--- A fazer ---
a) Reproduza o texto sobre o Parque Nacional do Catimbau de "O relógio marca" a "e ‘práticas de feitiçaria’.".
b) Prossiga com o texto sobre o Parque Nacional do Catimbau a partir do ponto em que ele termina.

--- Trecho dado ---
O relógio marca meio-dia. O Sol do Sertão pernambucano não dá trégua no mês mais seco da região logo após um farto almoço. Mas não há desconforto, pelo contrário: as sensações não poderiam ser mais positivas. Paz, plenitude e gratidão. Do topo da formação rochosa mais elevada do Santuário, trilha aberta pelo indígena João Ferreira da Silva, 45, há pouco menos de dois anos no Parque Nacional do Catimbau, em Buíque, o nativo se deita sob o céu de nuvens escassas, medita e adormece. Minutos antes, havia explicado que “Catimbau” significa, em tupi, ‘cachimbo velho e pequeno apagado’, ‘lugar de cobras’ e ‘práticas de feitiçaria’.
João é um dos 12 profissionais locais capacitados pelo Instituto Brasileiro do Meio Ambiente e dos Recursos Naturais Renováveis (Ibama) após a criação do parque, em 2002, para exercer a função de guia turístico. Ele conta que, apesar de trabalhar com pessoas de todo o mundo, o fluxo de visitas à reserva ecológica de 62.300 hectares ainda é bastante limitado. “O Catimbau é um lugar mágico. Gostaria que todos tivessem a oportunidade de conhecer, mas não existe divulgação. A maioria dos pernambucanos nem sabe que o parque existe”, lamenta.

--- Dados fornecidos ---
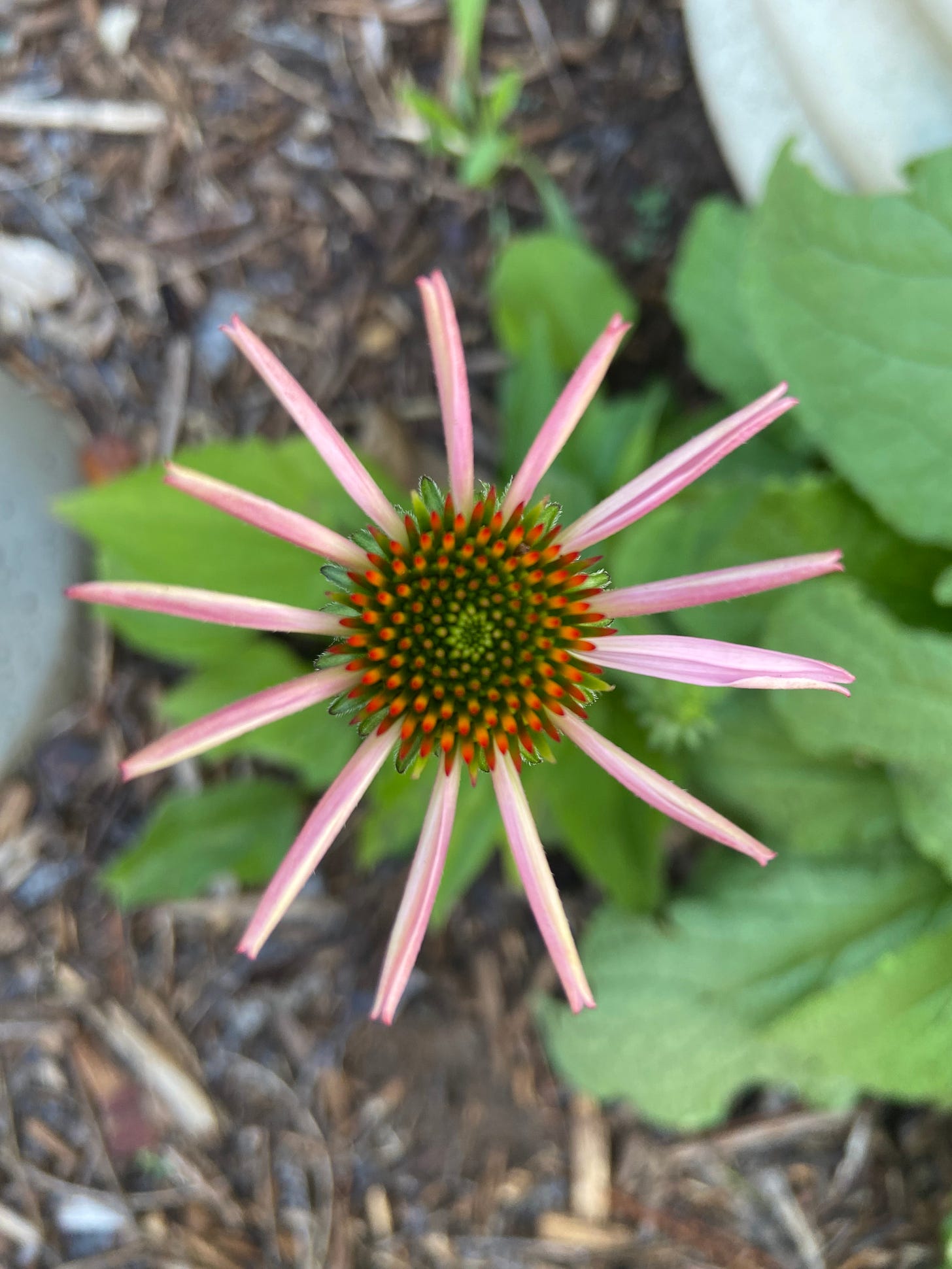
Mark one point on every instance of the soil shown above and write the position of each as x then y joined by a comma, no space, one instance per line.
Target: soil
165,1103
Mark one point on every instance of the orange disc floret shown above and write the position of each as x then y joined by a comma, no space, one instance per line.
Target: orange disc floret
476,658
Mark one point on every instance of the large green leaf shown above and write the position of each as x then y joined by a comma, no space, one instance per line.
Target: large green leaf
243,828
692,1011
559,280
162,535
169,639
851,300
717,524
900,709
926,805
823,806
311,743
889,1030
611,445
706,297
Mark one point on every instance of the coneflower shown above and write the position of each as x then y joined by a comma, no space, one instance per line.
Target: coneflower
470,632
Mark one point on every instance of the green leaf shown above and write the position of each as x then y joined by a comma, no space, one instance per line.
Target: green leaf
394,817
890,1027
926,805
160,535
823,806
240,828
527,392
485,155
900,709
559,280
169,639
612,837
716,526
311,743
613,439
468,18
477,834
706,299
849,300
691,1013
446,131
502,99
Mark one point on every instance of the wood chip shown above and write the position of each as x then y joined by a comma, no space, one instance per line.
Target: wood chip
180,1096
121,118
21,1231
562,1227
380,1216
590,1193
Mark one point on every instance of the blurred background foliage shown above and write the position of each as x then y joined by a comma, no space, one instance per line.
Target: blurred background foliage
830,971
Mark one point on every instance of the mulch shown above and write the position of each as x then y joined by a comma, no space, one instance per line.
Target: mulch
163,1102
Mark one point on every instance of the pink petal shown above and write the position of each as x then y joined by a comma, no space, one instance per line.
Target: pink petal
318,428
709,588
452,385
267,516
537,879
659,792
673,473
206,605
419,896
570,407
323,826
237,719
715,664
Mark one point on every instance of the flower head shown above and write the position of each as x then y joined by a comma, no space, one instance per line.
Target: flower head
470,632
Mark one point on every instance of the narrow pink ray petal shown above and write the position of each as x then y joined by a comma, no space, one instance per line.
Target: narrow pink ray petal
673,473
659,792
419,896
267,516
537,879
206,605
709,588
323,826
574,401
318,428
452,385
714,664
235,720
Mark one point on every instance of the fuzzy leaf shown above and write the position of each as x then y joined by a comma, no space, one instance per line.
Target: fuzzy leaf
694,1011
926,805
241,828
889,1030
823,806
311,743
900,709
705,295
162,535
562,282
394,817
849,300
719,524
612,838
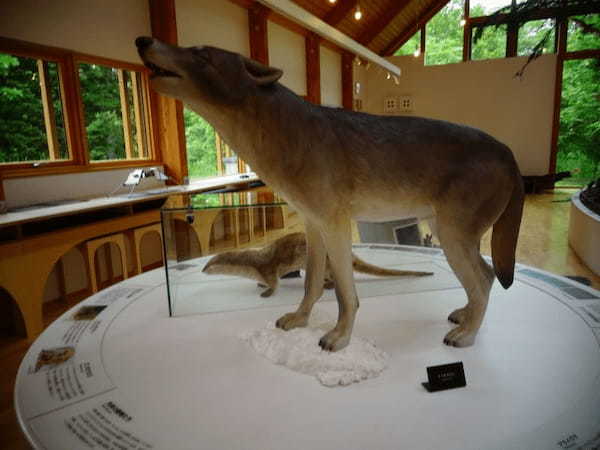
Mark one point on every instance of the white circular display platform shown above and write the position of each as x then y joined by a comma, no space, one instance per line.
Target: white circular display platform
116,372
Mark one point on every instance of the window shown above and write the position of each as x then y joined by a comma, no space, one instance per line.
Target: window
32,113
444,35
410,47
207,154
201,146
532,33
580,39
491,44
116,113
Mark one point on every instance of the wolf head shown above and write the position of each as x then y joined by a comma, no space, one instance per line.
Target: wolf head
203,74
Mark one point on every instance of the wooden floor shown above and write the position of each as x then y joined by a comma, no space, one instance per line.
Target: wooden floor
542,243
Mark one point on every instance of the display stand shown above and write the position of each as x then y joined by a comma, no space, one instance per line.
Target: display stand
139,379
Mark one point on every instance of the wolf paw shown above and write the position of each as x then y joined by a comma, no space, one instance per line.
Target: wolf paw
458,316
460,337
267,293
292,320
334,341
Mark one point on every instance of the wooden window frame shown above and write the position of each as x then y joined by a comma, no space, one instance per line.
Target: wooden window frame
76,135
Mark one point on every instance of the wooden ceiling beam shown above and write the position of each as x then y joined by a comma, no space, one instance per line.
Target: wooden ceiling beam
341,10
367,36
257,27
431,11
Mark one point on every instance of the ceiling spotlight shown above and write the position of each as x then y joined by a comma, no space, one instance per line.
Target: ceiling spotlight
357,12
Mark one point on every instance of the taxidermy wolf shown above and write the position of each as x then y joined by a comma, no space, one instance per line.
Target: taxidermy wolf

--- Respostas ---
a)
O relógio marca meio-dia. O Sol do Sertão pernambucano não dá trégua no mês mais seco da região logo após um farto almoço. Mas não há desconforto, pelo contrário: as sensações não poderiam ser mais positivas. Paz, plenitude e gratidão. Do topo da formação rochosa mais elevada do Santuário, trilha aberta pelo indígena João Ferreira da Silva, 45, há pouco menos de dois anos no Parque Nacional do Catimbau, em Buíque, o nativo se deita sob o céu de nuvens escassas, medita e adormece. Minutos antes, havia explicado que “Catimbau” significa, em tupi, ‘cachimbo velho e pequeno apagado’, ‘lugar de cobras’ e ‘práticas de feitiçaria’.

b)
A apenas 289 quilômetros do Recife – ou cerca de três horas de carro – o Vale do Catimbau, como é popularmente chamado, é um paraíso selvagem. A maioria dos turistas visita o local em busca do misticismo incrustado em sua história e da contemplação da natureza, marcada pela grande variedade de formações geológicas e pela rica vegetação da Caatinga.
Durante pouco mais de cinco anos, o psicólogo e professor da prática budista tibetana Barthô Nigro, 51, explorou as belezas naturais do lugar e levou pessoas para conhecer a “magia” tão mencionada quando o assunto é o Vale. “O encantamento não está ligado a uma religião específica. Faz parte de uma procura da pessoa que vive na cidade pela transcendência. Na minha concepção, é a busca pelo enriquecimento do imaginário”, opina. “Nos centros urbanos, a mitologia foi estrangulada por necessidade de sobrevivência. Há a escassez da natureza e, por consequência, de suas lendas”, explica. “É por isso que a pessoa urbana recorre a esses paraísos encantados para que possam abastecer a alma de visões e histórias milenares ligadas à essência humana”, afirma o psicólogo.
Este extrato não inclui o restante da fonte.